## Start

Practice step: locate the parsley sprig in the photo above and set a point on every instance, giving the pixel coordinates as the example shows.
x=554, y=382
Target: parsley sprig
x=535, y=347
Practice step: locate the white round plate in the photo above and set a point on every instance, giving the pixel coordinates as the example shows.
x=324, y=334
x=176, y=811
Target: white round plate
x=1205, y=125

## End
## Start

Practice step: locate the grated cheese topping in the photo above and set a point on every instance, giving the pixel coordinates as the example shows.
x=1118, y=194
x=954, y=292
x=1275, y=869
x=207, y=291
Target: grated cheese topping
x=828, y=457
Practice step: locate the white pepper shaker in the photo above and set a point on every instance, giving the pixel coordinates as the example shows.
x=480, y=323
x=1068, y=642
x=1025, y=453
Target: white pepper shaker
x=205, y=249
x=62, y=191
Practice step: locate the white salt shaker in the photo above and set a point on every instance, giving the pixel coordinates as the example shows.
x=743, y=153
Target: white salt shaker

## End

Written exercise: Output the lines between the one containing "Practice step: locate the parsley" and the one containing "x=1205, y=125", inclusive, reproducing them verbatim.

Task response:
Practice step: locate the parsley sprig in the photo above and set a point on every instance, giving the pixel coordinates as the example shows.
x=554, y=382
Target: parsley sprig
x=535, y=347
Practice step: locate the white round plate in the photo above and set a point on every instance, giving the pixel coordinates as the example shows.
x=324, y=334
x=176, y=811
Target: white round plate
x=1205, y=125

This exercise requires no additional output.